» REQUIREMENTS:
Please render the lines below as a Markdown table with two columns, Row and Line, putting each line's number in Row and its text in Line, and skipping the blank ones.
--
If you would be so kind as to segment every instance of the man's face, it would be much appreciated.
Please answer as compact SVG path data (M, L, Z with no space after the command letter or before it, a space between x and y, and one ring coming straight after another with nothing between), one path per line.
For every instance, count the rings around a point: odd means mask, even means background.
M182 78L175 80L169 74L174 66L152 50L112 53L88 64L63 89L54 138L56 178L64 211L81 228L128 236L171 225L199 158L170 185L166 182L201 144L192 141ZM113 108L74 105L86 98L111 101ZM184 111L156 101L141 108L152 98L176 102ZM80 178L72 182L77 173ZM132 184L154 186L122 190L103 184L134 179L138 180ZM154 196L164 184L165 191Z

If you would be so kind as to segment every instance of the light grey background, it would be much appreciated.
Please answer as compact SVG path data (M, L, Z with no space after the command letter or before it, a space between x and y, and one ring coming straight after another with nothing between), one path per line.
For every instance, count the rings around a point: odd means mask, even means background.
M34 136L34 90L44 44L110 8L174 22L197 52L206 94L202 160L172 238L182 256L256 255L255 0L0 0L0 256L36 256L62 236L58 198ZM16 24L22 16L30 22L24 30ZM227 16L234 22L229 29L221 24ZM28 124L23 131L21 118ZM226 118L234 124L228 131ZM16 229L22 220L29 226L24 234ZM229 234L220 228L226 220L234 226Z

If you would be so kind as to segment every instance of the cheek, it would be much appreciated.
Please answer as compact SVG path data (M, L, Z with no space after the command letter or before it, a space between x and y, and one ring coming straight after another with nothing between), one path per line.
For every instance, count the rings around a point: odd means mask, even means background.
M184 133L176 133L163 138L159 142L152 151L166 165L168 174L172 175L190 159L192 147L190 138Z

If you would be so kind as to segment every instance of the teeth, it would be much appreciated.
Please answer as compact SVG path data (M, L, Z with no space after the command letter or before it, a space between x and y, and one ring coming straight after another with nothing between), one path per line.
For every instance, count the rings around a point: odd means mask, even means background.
--
» FULL ANSWER:
| Row | Line |
|---|---|
| 1 | If you would be so kind as to segment every instance of the man's face, it would be much appreciated. |
| 2 | Please answer as compact SVG path data (M, L, Z with no space after the command letter or before it, a space between x and y, and one ring coming straight after another with nothing between), one path per line. |
| 3 | For every instance, count the rings around a point: odd means mask, even means background. |
| 4 | M182 78L175 80L169 74L174 66L152 50L112 53L88 64L63 89L54 138L56 178L64 211L81 228L128 236L171 225L199 158L170 185L166 182L201 144L192 141ZM113 108L74 105L86 98L111 101ZM184 111L156 101L141 108L152 98L176 102ZM80 178L72 182L77 173ZM132 184L154 186L122 190L103 184L134 179L138 180ZM154 196L164 184L165 191Z |
| 5 | If you would be so kind as to segment every instance of the light grey background, it would be much appreciated. |
| 6 | Please answer as compact SVG path data (M, L, Z with no space after the command letter or before it, a space between x and y, and one ring coming straight after another with nothing between), one path per line. |
| 7 | For every instance, count the rings around a point: odd means mask, even means background. |
| 8 | M34 136L34 90L44 44L110 8L174 22L197 52L206 94L202 160L172 238L182 256L256 255L255 0L0 0L0 256L36 256L62 236L58 198ZM16 24L22 16L30 22L24 30ZM227 16L234 22L229 29L221 24ZM28 124L23 131L21 118ZM226 118L234 124L228 131ZM16 229L22 220L29 226L24 234ZM229 234L220 228L226 220L234 226Z |
| 9 | If you would be so kind as to segment every instance of the cheek, it would be much appreciated. |
| 10 | Please answer as compact SVG path data (M, L, Z with no space after the command letter or before it, a space between x and y, and one ring coming straight after another with nothing between), one path per line. |
| 11 | For every instance, count the rings around a point: odd means mask, even means background. |
| 12 | M184 133L176 133L163 138L159 142L152 151L166 165L168 174L172 175L190 159L192 147L190 138Z |
| 13 | If you would be so kind as to segment every instance of the teeth, it would be much appreciated. |
| 14 | Please answer as compact SVG path data (M, L, Z with no space after the command letter or before it, a space between x and y, and one ring coming straight after another with nothing between), one path per line. |
| 15 | For every instance, count the rings around a point: odd means mask, even means background. |